* Task statement
Copy out the data word for word. The images are not part of the copy.

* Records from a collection

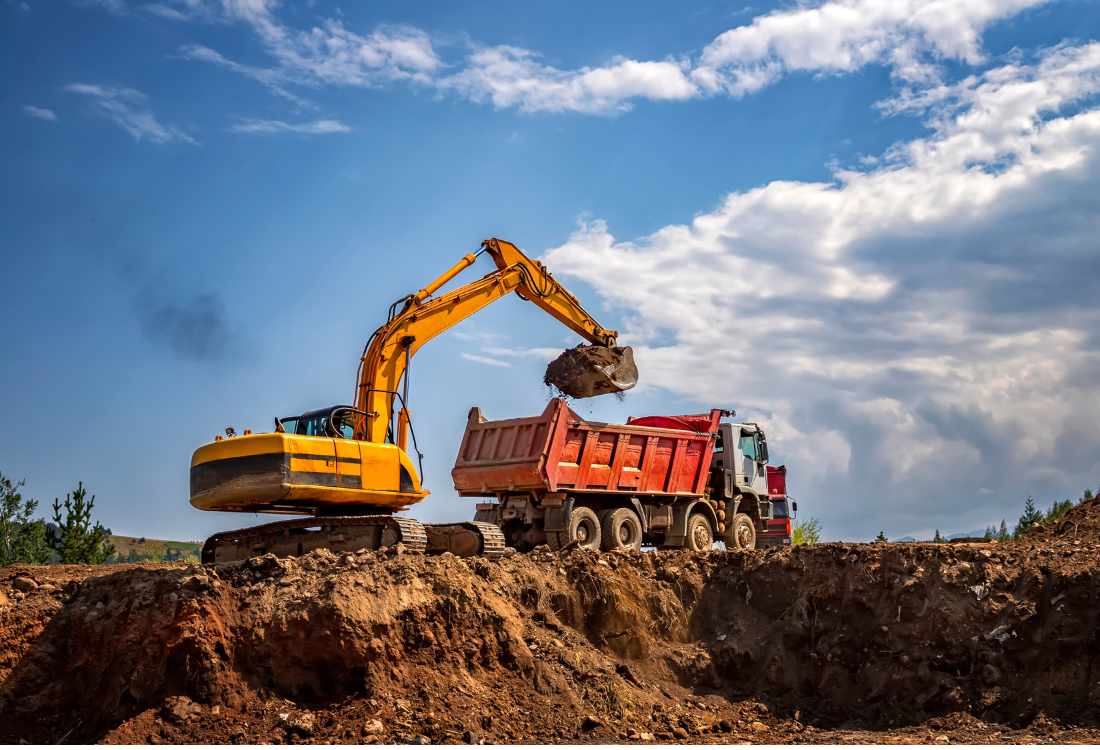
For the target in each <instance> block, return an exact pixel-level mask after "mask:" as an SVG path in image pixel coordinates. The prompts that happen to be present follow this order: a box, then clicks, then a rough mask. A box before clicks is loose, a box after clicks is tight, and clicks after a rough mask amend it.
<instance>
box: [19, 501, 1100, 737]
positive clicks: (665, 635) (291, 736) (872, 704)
mask: <svg viewBox="0 0 1100 750" xmlns="http://www.w3.org/2000/svg"><path fill="white" fill-rule="evenodd" d="M1098 519H1100V507H1098V505H1097V501H1096V500H1093V501H1089V503H1087V504H1085V505H1081V506H1078V507H1076V508H1074V509H1073V510H1071V511H1070V512H1069V514H1068V515H1067V517H1066V518H1065V519H1064V520H1063V521H1062V522H1059V523H1058V525H1056V526H1052V527H1044V528H1038V529H1034V530H1033V531H1032V532H1030V533H1027V534H1025V536H1024V537H1023V538H1021V539H1020V540H1016V541H1014V542H1009V543H1004V544H854V543H829V544H820V545H814V547H800V548H794V549H787V550H783V549H770V550H768V551H756V552H729V553H727V552H724V551H715V552H709V553H702V554H692V553H689V552H683V551H669V552H656V553H654V552H647V553H642V554H637V553H625V554H619V553H607V554H602V555H601V554H597V553H593V552H588V551H584V550H571V551H569V552H565V553H563V554H561V555H558V554H555V553H553V552H550V551H549V550H547V549H544V548H539V549H537V550H535V551H533V552H531V553H528V554H521V555H515V556H511V558H505V559H503V560H502V561H499V562H487V561H484V560H480V559H469V560H460V559H456V558H453V556H443V558H429V556H423V555H420V554H409V553H405V552H404V551H401V550H399V549H398V550H389V551H386V552H378V553H371V552H367V553H364V554H357V555H348V556H343V558H338V556H335V555H332V554H331V553H327V552H323V551H319V552H313V553H310V554H309V555H306V556H304V558H301V559H289V560H276V559H274V558H272V556H270V555H268V556H265V558H256V559H253V560H250V561H246V562H241V563H229V564H223V565H217V566H216V565H207V566H201V567H185V566H182V565H154V566H136V565H133V566H110V567H91V566H54V567H27V566H14V567H9V569H0V684H2V687H0V741H3V742H9V743H12V742H17V741H19V740H21V739H22V740H26V741H29V742H35V743H40V742H41V743H45V742H56V741H58V740H62V739H64V740H65V741H68V742H74V741H80V742H88V741H107V742H176V743H179V742H187V743H201V742H322V741H323V742H328V741H340V742H363V741H375V740H377V741H381V742H394V741H410V740H412V739H415V738H417V737H418V736H423V737H425V738H427V739H429V740H430V741H432V742H433V743H439V742H463V741H466V740H472V739H484V740H486V741H491V742H519V741H524V742H550V741H558V742H562V741H588V742H598V741H613V742H615V741H639V742H645V741H650V740H652V741H661V742H679V741H686V742H724V743H728V742H734V741H752V742H791V741H799V742H854V741H877V742H924V741H936V740H938V741H941V742H943V741H966V742H982V741H988V742H1010V741H1012V742H1015V741H1040V740H1042V741H1064V742H1070V741H1074V742H1078V741H1089V742H1095V741H1097V740H1100V730H1097V729H1096V727H1097V719H1098V718H1100V713H1098V709H1100V682H1098V680H1100V676H1098V675H1097V674H1096V673H1095V672H1093V664H1095V661H1096V658H1097V653H1098V650H1097V617H1098V614H1100V586H1098V580H1097V574H1098V564H1097V555H1098V553H1100V528H1098V522H1097V521H1098ZM20 577H22V578H26V577H32V578H34V580H35V583H37V584H41V585H40V587H38V588H37V589H33V591H29V592H26V593H23V592H20V591H19V587H23V588H29V585H27V584H26V583H25V582H22V583H19V585H18V586H17V585H15V584H17V581H15V580H17V578H20ZM47 578H50V580H48V581H47ZM466 732H472V735H467V734H466ZM464 738H465V739H464Z"/></svg>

* Written response
For the target in each <instance> block, return an exact pixel-level mask after "mask:" as an SVG path in image pixel coordinates. The prompts that happen to be present follow this order: a box, then clicks, then a rough mask. A box before clicks is loose, a box after clicks is tight, and clicks after a rough mask amend it.
<instance>
box: [19, 501, 1100, 737]
positive clicks: (665, 635) (291, 736) (872, 704)
mask: <svg viewBox="0 0 1100 750" xmlns="http://www.w3.org/2000/svg"><path fill="white" fill-rule="evenodd" d="M1098 519H1100V507H1098V505H1097V501H1096V500H1093V501H1089V503H1087V504H1085V505H1081V506H1078V507H1076V508H1074V509H1073V510H1071V511H1070V512H1069V514H1068V515H1067V517H1066V518H1065V519H1064V520H1063V521H1062V522H1059V523H1058V525H1056V526H1052V527H1044V528H1038V529H1034V530H1033V531H1032V532H1030V533H1027V534H1025V536H1024V537H1023V538H1021V539H1020V540H1016V541H1014V542H1009V543H1004V544H854V543H829V544H820V545H814V547H800V548H794V549H787V550H783V549H770V550H768V551H756V552H729V553H727V552H724V551H715V552H709V553H702V554H692V553H689V552H683V551H669V552H656V553H654V552H647V553H642V554H637V553H625V554H619V553H607V554H602V555H601V554H597V553H593V552H588V551H584V550H571V551H569V552H565V553H563V554H561V555H558V554H555V553H553V552H550V551H549V550H547V549H544V548H539V549H537V550H535V551H533V552H531V553H528V554H521V555H515V556H511V558H505V559H503V560H502V561H499V562H487V561H484V560H480V559H469V560H460V559H456V558H453V556H443V558H429V556H423V555H420V554H409V553H405V552H404V551H401V550H399V549H398V550H389V551H386V552H378V553H371V552H367V553H364V554H357V555H348V556H343V558H338V556H335V555H332V554H331V553H327V552H323V551H319V552H313V553H310V554H309V555H306V556H304V558H301V559H289V560H276V559H274V558H272V556H270V555H268V556H265V558H256V559H253V560H250V561H246V562H241V563H229V564H223V565H217V566H216V565H207V566H201V567H185V566H182V565H154V566H136V565H133V566H110V567H91V566H54V567H27V566H14V567H9V569H0V684H2V687H0V741H3V742H9V743H12V742H17V741H19V740H21V739H22V740H26V741H29V742H35V743H40V742H41V743H45V742H56V741H58V740H62V739H64V740H65V741H68V742H74V741H80V742H88V741H107V742H176V743H179V742H187V743H201V742H322V741H323V742H328V741H340V742H363V741H375V740H377V741H381V742H394V741H410V740H412V739H415V738H417V737H418V736H423V737H425V738H427V739H429V740H430V741H432V742H433V743H439V742H463V741H466V740H472V739H484V740H486V741H491V742H519V741H524V742H550V741H558V742H562V741H588V742H598V741H613V742H615V741H639V742H645V741H650V740H652V741H661V742H679V741H686V742H724V743H728V742H734V741H752V742H791V741H799V742H854V741H877V742H924V741H936V740H938V741H941V742H943V741H966V742H982V741H988V742H1010V741H1012V742H1015V741H1040V740H1042V741H1064V742H1070V741H1074V742H1078V741H1089V742H1095V741H1097V740H1100V730H1097V729H1096V727H1097V719H1098V718H1100V713H1098V709H1100V682H1098V680H1100V676H1098V675H1097V674H1096V673H1095V672H1093V664H1095V661H1096V658H1097V653H1098V650H1097V617H1098V614H1100V586H1098V580H1097V574H1098V564H1097V555H1098V553H1100V528H1098V522H1097V521H1098ZM20 577H22V578H26V577H32V578H34V580H35V583H37V584H41V585H40V587H38V588H37V589H33V591H29V592H26V593H23V592H20V591H19V587H23V588H29V585H27V584H26V583H25V582H22V583H19V585H18V586H17V585H15V584H17V581H15V580H17V578H20ZM47 578H50V580H48V581H47ZM466 732H472V735H467V734H466ZM464 738H465V739H464Z"/></svg>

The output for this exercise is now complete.